***** Source data *****

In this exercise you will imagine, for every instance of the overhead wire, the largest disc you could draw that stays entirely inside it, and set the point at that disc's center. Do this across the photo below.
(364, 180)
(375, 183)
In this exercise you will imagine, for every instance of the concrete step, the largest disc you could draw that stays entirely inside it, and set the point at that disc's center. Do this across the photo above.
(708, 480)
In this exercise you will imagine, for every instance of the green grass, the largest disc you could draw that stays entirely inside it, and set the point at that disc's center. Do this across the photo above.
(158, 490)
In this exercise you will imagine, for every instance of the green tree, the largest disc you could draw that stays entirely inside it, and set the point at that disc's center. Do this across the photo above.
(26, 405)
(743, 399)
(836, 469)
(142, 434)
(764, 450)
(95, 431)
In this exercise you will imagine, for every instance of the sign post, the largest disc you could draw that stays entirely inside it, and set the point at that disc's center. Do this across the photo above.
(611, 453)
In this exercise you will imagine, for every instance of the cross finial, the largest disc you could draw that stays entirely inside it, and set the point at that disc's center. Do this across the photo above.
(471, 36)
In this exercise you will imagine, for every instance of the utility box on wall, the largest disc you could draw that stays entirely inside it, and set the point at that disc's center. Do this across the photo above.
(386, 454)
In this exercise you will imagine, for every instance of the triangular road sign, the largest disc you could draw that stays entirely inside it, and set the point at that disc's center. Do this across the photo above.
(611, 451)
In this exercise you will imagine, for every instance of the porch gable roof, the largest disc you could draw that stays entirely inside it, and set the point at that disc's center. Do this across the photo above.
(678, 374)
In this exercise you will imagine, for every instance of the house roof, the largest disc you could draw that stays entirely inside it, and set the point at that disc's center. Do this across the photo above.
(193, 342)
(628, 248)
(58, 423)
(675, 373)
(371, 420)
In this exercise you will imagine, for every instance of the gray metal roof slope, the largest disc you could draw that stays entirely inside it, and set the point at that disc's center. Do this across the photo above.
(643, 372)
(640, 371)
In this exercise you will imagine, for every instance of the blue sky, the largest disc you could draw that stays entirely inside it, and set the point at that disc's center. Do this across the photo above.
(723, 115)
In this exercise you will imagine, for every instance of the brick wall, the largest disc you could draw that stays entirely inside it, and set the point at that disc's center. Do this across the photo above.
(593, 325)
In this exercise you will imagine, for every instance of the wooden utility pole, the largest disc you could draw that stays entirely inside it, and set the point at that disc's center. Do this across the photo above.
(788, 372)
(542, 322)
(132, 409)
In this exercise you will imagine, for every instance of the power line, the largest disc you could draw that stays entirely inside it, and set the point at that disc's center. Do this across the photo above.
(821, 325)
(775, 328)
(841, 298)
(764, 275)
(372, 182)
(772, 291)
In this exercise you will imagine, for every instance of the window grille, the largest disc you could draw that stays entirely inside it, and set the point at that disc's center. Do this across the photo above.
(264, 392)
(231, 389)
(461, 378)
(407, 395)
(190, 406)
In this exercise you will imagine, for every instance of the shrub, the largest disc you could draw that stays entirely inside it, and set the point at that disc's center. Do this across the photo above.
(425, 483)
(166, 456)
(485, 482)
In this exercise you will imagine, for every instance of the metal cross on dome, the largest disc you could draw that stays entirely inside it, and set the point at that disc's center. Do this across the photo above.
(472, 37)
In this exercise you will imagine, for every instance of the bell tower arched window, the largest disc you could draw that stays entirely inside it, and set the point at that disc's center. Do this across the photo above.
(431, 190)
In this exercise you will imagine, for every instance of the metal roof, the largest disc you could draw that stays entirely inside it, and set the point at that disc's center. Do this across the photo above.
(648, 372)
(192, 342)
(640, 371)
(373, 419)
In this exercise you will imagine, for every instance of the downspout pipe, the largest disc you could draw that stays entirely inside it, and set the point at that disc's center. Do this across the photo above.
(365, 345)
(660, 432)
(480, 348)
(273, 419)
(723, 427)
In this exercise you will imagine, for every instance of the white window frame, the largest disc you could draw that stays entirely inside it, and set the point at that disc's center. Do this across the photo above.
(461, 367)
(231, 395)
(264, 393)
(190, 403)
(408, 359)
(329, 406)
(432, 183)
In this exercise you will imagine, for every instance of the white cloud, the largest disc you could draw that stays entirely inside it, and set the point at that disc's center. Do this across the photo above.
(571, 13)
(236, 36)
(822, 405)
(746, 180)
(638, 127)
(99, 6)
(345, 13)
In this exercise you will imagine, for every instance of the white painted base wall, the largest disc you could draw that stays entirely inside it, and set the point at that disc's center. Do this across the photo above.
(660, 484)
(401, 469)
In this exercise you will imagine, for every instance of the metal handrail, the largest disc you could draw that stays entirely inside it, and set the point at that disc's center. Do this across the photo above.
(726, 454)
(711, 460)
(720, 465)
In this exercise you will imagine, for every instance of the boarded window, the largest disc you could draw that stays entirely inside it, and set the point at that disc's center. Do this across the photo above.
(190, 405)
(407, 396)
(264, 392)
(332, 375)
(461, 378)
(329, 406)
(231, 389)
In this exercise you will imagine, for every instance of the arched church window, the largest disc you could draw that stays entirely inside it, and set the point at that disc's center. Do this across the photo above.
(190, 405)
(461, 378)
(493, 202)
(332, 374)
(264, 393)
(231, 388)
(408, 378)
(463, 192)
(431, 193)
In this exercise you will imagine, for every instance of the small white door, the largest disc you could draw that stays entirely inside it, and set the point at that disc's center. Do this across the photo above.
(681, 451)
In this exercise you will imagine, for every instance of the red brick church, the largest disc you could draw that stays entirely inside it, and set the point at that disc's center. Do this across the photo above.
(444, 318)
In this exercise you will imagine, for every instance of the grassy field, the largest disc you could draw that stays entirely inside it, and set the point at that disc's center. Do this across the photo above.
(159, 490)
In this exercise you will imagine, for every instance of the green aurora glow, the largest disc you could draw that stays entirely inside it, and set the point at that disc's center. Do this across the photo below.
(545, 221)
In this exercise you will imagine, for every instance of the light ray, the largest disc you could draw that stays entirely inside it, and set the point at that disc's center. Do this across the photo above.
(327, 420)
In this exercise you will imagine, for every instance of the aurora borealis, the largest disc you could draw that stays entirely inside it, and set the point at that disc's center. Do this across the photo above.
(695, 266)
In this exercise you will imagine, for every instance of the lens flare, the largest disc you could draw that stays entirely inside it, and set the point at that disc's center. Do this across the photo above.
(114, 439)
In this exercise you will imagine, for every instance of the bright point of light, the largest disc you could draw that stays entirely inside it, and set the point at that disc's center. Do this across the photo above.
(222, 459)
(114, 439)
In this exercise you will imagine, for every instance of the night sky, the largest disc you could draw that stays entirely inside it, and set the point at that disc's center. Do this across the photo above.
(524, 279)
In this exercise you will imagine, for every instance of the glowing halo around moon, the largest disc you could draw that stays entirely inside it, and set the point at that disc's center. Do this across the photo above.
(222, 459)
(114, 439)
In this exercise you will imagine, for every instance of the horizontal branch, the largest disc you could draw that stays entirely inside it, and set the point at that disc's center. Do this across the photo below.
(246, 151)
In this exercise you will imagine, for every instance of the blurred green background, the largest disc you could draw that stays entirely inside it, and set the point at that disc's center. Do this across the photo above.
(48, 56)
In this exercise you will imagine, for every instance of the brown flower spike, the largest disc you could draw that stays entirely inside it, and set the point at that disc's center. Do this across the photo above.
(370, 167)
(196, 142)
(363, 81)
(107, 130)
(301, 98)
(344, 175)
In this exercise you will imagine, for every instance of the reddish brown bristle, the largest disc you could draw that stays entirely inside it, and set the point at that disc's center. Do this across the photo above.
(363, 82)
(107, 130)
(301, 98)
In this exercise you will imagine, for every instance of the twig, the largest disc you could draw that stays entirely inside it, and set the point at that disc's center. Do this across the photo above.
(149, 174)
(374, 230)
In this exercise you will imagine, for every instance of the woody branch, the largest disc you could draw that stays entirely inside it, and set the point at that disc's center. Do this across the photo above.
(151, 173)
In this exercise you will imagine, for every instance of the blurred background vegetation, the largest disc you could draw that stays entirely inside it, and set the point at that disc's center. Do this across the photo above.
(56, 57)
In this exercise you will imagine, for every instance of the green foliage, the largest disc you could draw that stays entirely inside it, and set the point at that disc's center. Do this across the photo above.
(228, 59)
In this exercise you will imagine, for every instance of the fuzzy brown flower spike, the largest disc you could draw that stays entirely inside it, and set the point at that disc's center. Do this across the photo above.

*****

§ Aim:
Reproduce, word for word, only the lines from the one that contains "green foliage, the" through the final line.

§ Exercise solution:
In this exercise you will imagine, for every instance of the green foliage, the largest disc you could draw that stays entirely inside it, and set the point at that disc's center. Do this across the photo above.
(228, 59)
In this exercise you will imagine, for every instance of the fuzzy brown flower spike, the largest disc you could draw that stays entirely inside it, and set the point at that disc's center. Do this across the photo above.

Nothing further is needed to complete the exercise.